## JOBS
1 – In the tax credit article, what is the deadline for earning the First Time Home Buyers Tax Credit?
2 – Echo everything in the tax credit article from "Even though the" down to "any last-minute details.".

## GIVEN PASSAGE
============

1

The Two-Minute Warning

Photo Credit: smh.com.au

Photo Credit: smh.com.au

Hard to believe, but only two months remain before the November 30th deadline for earning the First Time Home Buyers Tax Credit. While that may still seem like quite a ways off, if you’re planning to join the 1.4 million American families who have already taken advantage of this popular incentive—but have yet to zero-in on a property—you may very well find yourself in a sprint to get your purchase in under the wire.  This is not the sort of last-minute shopping that can be crammed into the few waning days before the cut-off date.

Even though the term First Time Home Buyer has been broadly interpreted to empower more people to qualify for the credit, if you truly are a first-time buyer you may not be fully aware of the time it takes to complete a real estate transaction.  At this late date, you will ideally want to have your home picked out by early-October in order to close on it by mid-November; with an extra cushion of time left over to deal with any last-minute details.

Once you’ve found the right home, your work has just begun.  In order for mortgage funds to be available at the time of closing, you must obtain a satisfactory credit report, a competent home appraisal, a commitment for home insurance, a complete home inspection and verification of personal data.  Add to this the fact that you will not be alone in trying to accomplish all these musts as the deadline begins to loom large.  Realtors, lenders, title companies, home inspectors and certified appraisers will no doubt be swamped by the last minute rush; in much the same way as car dealers were bombarded with buyers and a blizzard of paperwork as the Cash for Clunkers automotive incentive program entered its final days.

============

## ENTRIES PROVIDED
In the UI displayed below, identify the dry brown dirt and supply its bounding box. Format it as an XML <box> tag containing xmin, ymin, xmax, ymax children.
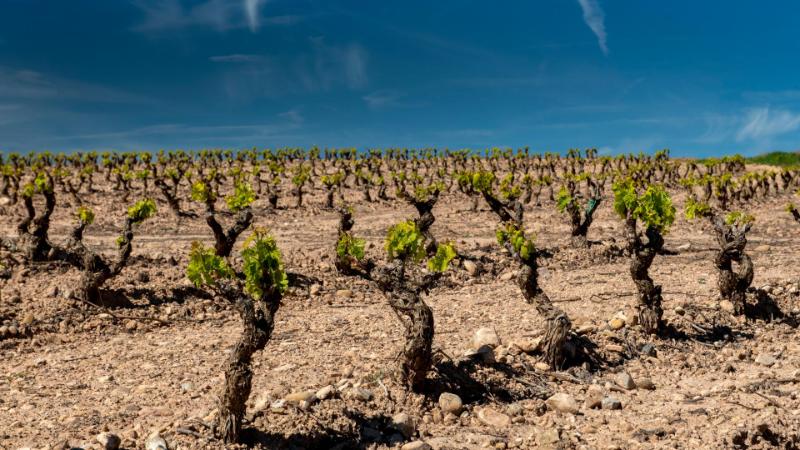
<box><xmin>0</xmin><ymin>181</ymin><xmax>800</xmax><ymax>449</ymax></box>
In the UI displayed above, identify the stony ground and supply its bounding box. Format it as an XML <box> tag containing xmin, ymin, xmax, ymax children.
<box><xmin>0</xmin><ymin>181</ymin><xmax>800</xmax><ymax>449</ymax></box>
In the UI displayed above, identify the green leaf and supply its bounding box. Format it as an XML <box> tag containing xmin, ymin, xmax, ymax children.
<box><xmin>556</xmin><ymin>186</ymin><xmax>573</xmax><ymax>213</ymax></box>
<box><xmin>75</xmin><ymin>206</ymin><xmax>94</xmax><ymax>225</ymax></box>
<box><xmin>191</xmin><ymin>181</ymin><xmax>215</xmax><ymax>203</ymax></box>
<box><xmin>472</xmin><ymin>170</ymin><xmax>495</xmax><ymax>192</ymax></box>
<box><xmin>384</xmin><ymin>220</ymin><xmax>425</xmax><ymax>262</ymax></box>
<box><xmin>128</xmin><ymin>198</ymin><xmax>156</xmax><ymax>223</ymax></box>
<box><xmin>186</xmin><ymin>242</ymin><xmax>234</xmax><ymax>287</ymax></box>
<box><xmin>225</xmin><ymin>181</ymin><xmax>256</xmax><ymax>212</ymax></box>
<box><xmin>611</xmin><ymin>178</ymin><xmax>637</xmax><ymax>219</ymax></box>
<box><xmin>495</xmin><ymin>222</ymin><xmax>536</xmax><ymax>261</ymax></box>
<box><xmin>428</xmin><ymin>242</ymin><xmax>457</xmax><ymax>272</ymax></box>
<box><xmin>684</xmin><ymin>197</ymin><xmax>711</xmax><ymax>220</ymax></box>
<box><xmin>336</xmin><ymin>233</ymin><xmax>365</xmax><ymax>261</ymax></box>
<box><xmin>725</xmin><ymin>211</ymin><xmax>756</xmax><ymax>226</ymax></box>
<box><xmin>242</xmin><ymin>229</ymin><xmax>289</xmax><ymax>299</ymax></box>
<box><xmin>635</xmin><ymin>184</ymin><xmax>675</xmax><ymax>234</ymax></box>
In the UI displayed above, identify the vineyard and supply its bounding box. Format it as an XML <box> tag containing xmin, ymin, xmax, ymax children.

============

## EXPECTED OUTPUTS
1 – November 30th

2 –
Even though the term First Time Home Buyer has been broadly interpreted to empower more people to qualify for the credit, if you truly are a first-time buyer you may not be fully aware of the time it takes to complete a real estate transaction.  At this late date, you will ideally want to have your home picked out by early-October in order to close on it by mid-November; with an extra cushion of time left over to deal with any last-minute details.